STUDY TEXT:
==============================
A new paper published today on “Science Advances” provides the first indisputable evidence of the presence of a molecule – acrylonitrile –  on Titan which Cornell University researchers theorized could be key to life on the methane-based, oxygen-free moon of Saturn.


Paulette Clancy

Samuel W. and M. Diane Bodman Professor in Chemical Engineering

Chemical and biological engineer Paulette Clancy is a member of a Cornell team that in 2015 modeled the membrane now found on Titan. The team says the discovery gets us closer to finding life in a truly alien environment.

Clancy says: 

“This paper is an exciting validation of the molecular simulation predictions in the Stevenson et al. paper in 2015. It shows the power of molecular simulation to ‘shine a flashlight’ onto the most promising candidates for prebiotic life in conditions that are difficult to emulate in the lab.

“This confirmation suggests that future collaborations between computational approaches and mining of the experimental data can lead to breakthroughs in understanding worlds alien to our own.”

Jonathan Lunine

Professor of the Physical Sciences

Astronomer Jonathan Lunine is a member of a Cornell team that in 2015 modeled the membrane now found on Titan. The team says the discovery gets us closer to finding life in a truly alien environment.

Lunine says: 

“Researchers definitively discovered the molecule, vinyl cyanide (a.k.a. acrylonitrile), that is our best candidate for a ‘protocell’ that might be stable and flexible in liquid methane.

“This is a step forward in understanding whether Titan’s methane seas might host an exotic form of life.

“Saturn’s moon, Enceladus is the place to search for life like us, life that depends on –  and exists in – liquid water. Titan, on the other hand, is the place to go to seek the outer limits of life – can some exotic type of life begin and evolve in a truly alien environment, that of liquid methane?”
==============================
WHAT TO DO: Rewrite the Titan text between "A new paper" and "in the lab.", inclusive, swapping "molecular simulation" for "computer modeling".

DATASET EXTRACT:
==============================
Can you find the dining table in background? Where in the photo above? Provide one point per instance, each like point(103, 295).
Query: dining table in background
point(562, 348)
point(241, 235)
==============================
ANSWER SECTION:
A new paper published today on “Science Advances” provides the first indisputable evidence of the presence of a molecule – acrylonitrile –  on Titan which Cornell University researchers theorized could be key to life on the methane-based, oxygen-free moon of Saturn.


Paulette Clancy

Samuel W. and M. Diane Bodman Professor in Chemical Engineering

Chemical and biological engineer Paulette Clancy is a member of a Cornell team that in 2015 modeled the membrane now found on Titan. The team says the discovery gets us closer to finding life in a truly alien environment.

Clancy says: 

“This paper is an exciting validation of the computer modeling predictions in the Stevenson et al. paper in 2015. It shows the power of computer modeling to ‘shine a flashlight’ onto the most promising candidates for prebiotic life in conditions that are difficult to emulate in the lab.